• THE DATA:
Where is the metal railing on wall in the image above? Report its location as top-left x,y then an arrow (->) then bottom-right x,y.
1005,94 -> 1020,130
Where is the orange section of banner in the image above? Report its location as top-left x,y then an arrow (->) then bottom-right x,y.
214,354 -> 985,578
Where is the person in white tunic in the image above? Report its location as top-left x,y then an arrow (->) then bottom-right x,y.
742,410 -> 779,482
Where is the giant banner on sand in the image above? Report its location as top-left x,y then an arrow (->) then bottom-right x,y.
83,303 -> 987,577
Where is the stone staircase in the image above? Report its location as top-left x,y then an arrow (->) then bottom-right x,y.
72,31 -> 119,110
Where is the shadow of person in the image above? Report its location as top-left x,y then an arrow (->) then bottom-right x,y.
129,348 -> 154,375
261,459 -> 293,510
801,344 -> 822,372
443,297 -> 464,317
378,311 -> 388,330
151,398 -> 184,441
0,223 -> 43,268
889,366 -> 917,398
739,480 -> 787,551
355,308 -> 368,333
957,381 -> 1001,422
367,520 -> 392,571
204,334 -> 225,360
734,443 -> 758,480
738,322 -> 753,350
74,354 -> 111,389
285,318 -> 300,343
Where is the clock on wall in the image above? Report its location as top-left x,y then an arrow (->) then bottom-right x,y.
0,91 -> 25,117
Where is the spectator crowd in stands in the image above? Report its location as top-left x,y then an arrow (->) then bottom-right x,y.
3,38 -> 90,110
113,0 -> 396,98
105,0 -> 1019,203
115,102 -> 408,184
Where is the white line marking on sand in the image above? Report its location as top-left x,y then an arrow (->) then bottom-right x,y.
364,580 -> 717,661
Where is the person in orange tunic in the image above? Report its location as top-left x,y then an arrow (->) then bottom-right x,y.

• TASK STATEMENT: The records are to be duplicated in full, with every word kept exactly.

• YOUR SOLUTION:
Where is the metal railing on wall in the image above? Report its location as top-left x,y then an arrow (->) then bottom-right x,y.
1005,94 -> 1020,130
Where is the orange section of banner in the image above? Report its location as top-left x,y then an arrow (->) then bottom-right x,y.
214,354 -> 985,578
Where is the person in white tunic in the image above? Report its location as top-left x,y then an arrow (->) then bottom-right x,y.
742,410 -> 779,482
Where is the giant banner on sand in the image above? Report its location as top-left x,y then an arrow (->) then bottom-right x,y.
83,303 -> 987,577
Where is the stone staircase in the image above? Report its location as top-left x,y then an arrow (->) then bottom-right x,y.
72,31 -> 119,110
Where is the shadow of person in the image above? Report its location as top-left x,y then an arrow (->) then bottom-right x,y.
129,348 -> 154,375
261,459 -> 293,510
801,344 -> 822,372
443,297 -> 464,317
378,311 -> 388,330
151,398 -> 184,441
0,223 -> 43,268
889,366 -> 917,398
739,480 -> 787,551
355,308 -> 368,333
957,381 -> 1001,422
367,520 -> 392,571
204,334 -> 225,360
734,443 -> 758,480
738,322 -> 753,350
74,354 -> 111,389
285,318 -> 300,343
Where is the clock on wall in the image above? Report its location as top-left x,y then an arrow (->) then bottom-right x,y.
0,91 -> 25,117
Where is the spectator crowd in stands in the image above? Report its location as top-left x,y then an arrow (->) then bottom-right x,y.
3,38 -> 90,110
113,0 -> 396,98
105,0 -> 1019,203
115,102 -> 408,184
Where is the white line marking on sand in the image above? Report its location as top-left x,y then an arrow (->) then bottom-right x,y.
364,580 -> 717,661
Where is the person in orange tunic in the image above? Report its location as top-left x,y then an arrow (->) then bottom-right x,y.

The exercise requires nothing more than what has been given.